= Beginning of Section =

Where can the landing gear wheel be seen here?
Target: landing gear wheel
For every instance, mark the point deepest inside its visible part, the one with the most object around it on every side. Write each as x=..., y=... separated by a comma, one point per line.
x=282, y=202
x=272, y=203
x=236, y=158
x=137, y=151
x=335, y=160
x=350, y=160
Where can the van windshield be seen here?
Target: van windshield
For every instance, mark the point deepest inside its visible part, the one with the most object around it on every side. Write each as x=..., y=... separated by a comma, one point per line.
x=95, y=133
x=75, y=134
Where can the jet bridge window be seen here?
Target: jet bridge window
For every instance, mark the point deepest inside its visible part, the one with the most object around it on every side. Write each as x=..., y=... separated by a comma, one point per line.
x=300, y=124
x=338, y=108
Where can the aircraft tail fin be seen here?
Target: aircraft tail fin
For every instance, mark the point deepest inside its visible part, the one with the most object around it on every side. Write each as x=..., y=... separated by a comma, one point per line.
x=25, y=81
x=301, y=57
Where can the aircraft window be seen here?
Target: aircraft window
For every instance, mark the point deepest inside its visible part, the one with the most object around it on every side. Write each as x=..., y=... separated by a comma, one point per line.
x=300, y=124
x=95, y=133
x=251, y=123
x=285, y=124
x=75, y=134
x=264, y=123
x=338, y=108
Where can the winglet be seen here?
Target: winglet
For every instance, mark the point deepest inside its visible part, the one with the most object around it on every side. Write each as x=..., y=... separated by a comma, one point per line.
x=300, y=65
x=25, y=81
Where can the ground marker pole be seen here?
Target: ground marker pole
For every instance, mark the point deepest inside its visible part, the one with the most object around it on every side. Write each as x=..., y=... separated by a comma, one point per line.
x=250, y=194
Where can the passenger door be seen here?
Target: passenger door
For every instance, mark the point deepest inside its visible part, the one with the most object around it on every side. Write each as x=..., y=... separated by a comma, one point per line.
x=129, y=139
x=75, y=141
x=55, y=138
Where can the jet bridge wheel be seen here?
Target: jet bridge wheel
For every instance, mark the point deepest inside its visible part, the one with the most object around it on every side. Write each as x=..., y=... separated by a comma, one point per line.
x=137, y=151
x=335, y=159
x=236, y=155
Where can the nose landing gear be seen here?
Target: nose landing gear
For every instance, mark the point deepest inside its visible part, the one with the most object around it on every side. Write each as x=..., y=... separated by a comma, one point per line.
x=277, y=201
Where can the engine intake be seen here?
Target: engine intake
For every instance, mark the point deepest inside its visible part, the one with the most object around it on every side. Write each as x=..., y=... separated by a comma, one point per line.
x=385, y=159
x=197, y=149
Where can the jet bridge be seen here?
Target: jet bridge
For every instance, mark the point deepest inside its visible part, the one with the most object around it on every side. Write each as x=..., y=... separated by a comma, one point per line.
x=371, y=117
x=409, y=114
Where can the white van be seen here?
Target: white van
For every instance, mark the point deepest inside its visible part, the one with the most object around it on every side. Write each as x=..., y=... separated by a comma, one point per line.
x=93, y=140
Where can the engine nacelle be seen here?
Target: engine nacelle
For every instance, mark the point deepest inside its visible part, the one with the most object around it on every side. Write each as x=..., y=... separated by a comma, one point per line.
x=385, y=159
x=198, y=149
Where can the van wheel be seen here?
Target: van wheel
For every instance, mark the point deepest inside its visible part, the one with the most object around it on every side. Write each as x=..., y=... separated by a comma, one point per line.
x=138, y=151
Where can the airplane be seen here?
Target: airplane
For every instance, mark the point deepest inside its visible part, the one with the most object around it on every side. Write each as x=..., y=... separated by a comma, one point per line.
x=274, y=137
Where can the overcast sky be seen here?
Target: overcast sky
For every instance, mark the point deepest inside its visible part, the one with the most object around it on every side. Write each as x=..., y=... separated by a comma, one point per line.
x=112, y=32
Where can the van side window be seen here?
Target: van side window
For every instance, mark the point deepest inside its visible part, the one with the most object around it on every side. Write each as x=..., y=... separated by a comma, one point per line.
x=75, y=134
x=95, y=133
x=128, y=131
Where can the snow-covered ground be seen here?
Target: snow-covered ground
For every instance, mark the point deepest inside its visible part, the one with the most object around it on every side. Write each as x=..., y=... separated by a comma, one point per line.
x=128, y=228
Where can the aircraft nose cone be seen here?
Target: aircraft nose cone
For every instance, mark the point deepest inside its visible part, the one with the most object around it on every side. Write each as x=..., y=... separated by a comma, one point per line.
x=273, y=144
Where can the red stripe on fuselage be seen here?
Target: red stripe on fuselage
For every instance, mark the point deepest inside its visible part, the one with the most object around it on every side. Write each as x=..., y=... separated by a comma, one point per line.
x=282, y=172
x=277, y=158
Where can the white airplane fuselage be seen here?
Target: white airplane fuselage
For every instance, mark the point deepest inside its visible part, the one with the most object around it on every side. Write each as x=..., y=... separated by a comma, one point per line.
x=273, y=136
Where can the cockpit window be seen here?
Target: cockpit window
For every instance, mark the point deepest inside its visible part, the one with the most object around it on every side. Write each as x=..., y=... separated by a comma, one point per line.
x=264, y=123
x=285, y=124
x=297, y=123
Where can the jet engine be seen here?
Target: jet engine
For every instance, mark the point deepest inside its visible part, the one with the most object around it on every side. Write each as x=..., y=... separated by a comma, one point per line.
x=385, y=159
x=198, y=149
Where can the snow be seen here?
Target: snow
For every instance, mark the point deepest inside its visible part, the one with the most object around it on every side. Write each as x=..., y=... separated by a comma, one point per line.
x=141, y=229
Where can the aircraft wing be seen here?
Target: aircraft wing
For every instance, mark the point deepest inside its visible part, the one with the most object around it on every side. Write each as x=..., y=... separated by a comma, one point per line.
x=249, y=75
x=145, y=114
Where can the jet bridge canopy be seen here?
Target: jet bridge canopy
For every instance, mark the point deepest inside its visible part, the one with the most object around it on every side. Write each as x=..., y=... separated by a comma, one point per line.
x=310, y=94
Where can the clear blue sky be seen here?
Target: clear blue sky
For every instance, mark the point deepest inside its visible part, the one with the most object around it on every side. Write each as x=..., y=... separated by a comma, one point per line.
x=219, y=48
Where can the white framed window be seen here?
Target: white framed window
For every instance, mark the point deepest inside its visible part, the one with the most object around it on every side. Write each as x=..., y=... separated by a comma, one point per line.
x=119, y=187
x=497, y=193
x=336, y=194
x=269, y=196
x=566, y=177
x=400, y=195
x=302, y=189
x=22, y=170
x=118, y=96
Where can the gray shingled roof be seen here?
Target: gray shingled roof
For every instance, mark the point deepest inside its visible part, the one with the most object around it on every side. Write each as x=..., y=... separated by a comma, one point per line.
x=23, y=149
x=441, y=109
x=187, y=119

= End of Section =

• **Assigned task**
Among the lines above, which ones hold the string "stripe"? Show them.

• **Completed exercise**
Where can the red stripe on fuselage be seen here?
Target: red stripe on fuselage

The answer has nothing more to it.